TASK STATEMENT
Copy out everything from the line containing "Give the pixel-accurate" down to the line containing "box: [17, 340, 1085, 550]", inclusive, reproducing each line without change.

[Opening RECORD EXCERPTS section]

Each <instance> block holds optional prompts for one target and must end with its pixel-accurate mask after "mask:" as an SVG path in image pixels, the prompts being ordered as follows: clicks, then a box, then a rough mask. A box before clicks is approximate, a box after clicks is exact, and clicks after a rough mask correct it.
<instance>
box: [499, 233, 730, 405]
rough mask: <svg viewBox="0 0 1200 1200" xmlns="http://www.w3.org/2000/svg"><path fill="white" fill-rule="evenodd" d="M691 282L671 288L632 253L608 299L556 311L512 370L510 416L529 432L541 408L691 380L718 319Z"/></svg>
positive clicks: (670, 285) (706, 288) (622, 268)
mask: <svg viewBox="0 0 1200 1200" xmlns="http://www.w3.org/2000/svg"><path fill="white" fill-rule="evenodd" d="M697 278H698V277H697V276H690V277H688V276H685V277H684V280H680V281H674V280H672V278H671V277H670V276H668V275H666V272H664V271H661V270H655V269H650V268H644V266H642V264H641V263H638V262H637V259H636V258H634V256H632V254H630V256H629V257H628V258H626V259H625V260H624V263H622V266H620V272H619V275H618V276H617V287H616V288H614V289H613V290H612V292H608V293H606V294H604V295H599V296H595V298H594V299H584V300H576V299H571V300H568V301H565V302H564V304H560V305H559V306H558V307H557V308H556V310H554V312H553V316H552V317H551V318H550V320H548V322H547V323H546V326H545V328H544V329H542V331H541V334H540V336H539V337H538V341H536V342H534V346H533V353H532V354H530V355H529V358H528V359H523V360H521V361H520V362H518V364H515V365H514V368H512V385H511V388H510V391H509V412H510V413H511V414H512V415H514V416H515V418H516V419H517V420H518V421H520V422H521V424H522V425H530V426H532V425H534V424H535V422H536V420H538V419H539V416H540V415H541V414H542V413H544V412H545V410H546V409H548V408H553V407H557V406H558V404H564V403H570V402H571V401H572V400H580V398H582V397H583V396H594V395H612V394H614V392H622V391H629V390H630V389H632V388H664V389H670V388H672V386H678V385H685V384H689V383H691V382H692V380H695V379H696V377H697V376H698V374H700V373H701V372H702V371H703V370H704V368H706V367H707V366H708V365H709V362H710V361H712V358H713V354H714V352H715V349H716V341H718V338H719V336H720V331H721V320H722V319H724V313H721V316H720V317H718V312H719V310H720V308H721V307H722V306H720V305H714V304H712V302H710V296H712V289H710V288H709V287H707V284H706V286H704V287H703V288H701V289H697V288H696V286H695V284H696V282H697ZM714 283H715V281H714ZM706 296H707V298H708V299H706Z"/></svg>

[Closing RECORD EXCERPTS section]
[Opening RECORD EXCERPTS section]

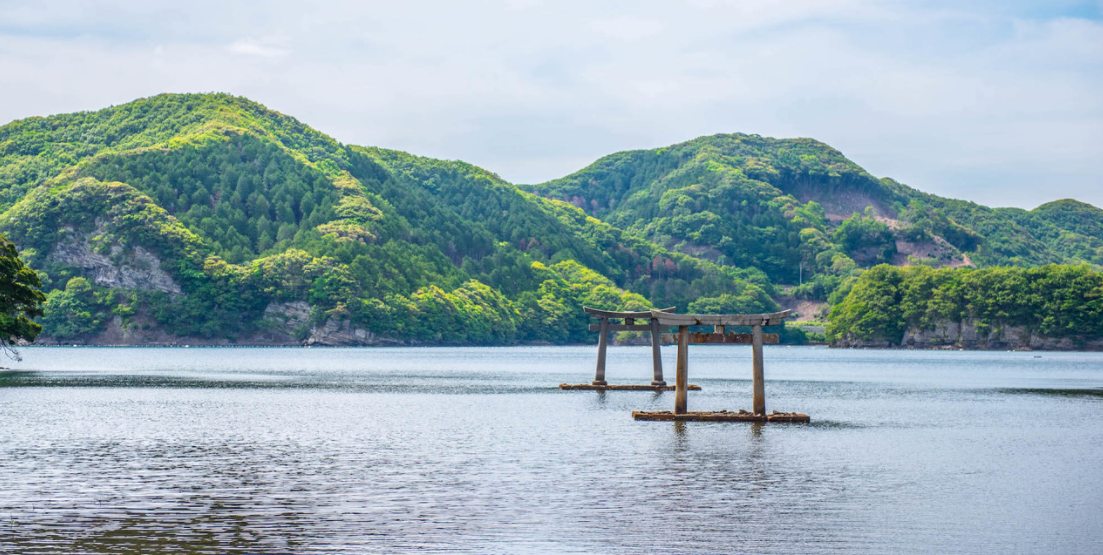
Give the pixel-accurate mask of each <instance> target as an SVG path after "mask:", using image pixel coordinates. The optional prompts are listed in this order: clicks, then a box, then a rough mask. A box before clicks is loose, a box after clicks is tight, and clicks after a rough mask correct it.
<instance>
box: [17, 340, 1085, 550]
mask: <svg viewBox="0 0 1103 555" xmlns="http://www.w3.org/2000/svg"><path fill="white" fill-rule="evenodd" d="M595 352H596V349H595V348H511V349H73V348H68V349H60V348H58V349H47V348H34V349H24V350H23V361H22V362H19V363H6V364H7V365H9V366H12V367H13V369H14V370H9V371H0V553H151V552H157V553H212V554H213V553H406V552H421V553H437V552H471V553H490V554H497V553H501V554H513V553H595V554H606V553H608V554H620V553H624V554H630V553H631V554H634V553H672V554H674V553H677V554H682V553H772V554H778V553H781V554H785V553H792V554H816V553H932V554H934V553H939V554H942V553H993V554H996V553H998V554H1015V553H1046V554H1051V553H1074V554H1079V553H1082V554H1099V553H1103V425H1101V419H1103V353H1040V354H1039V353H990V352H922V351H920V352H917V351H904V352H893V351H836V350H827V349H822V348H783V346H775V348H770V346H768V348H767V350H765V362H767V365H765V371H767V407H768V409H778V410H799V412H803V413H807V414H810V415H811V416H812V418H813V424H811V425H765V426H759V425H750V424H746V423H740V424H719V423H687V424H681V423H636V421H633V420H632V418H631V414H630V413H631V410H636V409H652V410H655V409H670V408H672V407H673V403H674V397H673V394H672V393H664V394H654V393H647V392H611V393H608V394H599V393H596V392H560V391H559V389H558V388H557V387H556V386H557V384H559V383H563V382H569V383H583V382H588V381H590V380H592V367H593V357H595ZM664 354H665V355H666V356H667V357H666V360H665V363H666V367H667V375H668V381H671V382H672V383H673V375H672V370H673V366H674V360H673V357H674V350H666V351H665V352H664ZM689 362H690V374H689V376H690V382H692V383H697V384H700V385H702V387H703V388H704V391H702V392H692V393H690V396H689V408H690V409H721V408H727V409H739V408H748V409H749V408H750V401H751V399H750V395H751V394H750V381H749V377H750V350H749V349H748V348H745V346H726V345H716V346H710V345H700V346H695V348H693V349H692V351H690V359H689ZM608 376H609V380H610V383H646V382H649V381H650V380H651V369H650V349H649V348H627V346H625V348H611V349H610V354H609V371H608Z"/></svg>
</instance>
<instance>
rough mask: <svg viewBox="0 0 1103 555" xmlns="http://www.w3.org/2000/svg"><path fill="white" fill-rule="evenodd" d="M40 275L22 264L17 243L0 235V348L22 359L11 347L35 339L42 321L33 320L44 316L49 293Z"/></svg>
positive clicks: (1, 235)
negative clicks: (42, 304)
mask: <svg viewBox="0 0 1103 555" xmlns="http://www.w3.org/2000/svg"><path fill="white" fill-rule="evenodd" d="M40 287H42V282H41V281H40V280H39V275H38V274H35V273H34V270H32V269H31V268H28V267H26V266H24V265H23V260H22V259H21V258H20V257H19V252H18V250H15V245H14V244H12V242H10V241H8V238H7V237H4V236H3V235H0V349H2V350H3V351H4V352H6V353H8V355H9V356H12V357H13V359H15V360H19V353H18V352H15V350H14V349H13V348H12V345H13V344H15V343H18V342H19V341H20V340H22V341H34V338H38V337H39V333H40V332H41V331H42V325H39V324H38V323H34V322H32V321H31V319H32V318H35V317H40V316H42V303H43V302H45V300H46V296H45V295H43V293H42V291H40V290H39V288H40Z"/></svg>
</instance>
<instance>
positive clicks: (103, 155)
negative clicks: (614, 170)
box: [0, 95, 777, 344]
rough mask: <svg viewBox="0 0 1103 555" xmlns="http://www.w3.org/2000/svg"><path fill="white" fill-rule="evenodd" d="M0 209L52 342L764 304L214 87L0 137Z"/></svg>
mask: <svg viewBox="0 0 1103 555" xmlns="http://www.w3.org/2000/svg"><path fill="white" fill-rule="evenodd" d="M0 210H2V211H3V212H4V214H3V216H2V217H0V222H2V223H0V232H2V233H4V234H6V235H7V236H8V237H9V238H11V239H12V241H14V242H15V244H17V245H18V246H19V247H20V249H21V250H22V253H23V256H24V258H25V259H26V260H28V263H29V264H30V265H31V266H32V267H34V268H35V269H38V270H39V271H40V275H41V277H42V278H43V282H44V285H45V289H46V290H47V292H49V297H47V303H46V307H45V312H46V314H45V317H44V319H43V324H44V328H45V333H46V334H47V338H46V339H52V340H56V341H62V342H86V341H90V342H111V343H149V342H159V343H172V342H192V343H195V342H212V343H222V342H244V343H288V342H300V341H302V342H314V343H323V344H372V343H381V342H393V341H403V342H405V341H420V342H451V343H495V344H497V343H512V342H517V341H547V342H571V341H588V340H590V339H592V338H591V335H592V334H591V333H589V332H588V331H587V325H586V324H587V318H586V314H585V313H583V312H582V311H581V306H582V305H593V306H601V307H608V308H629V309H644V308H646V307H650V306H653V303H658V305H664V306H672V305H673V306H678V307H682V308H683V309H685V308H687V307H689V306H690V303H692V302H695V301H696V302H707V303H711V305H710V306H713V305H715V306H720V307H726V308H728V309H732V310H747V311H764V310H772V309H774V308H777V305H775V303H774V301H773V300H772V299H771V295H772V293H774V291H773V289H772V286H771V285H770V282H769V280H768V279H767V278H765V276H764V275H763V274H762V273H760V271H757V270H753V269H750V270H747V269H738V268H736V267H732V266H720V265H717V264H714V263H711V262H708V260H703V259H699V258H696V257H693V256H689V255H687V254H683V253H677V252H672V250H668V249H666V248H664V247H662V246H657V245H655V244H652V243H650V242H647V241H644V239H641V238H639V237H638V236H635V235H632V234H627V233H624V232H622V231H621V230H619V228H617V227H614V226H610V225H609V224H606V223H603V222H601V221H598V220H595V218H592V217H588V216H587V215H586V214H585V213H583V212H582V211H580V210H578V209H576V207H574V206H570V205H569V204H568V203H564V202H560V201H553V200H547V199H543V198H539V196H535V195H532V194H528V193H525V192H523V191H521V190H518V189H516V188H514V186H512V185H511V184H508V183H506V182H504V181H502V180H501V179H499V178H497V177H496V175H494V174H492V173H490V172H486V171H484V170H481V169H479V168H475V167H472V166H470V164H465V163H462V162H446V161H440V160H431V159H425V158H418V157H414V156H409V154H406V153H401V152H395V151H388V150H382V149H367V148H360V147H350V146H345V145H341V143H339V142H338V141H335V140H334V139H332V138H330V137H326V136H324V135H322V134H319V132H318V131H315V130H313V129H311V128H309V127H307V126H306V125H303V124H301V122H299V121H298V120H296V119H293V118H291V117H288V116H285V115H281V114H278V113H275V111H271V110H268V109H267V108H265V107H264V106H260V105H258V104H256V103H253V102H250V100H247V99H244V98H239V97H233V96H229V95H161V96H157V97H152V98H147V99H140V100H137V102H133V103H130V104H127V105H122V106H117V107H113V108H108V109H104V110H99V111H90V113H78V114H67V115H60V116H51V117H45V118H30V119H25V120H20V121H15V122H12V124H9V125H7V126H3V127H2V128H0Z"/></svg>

[Closing RECORD EXCERPTS section]

RESULT OF THIS TASK
Give the pixel-accurate mask of each <instance> target as an SVG path after "mask:", using image pixel coordinates. The optional prompts are listed in this order: clicks, then a box, then a rough mask. A box before clicks is loose, a box after clicks is tight, and clicks after a rough mask correct it.
<instance>
box: [17, 340, 1085, 550]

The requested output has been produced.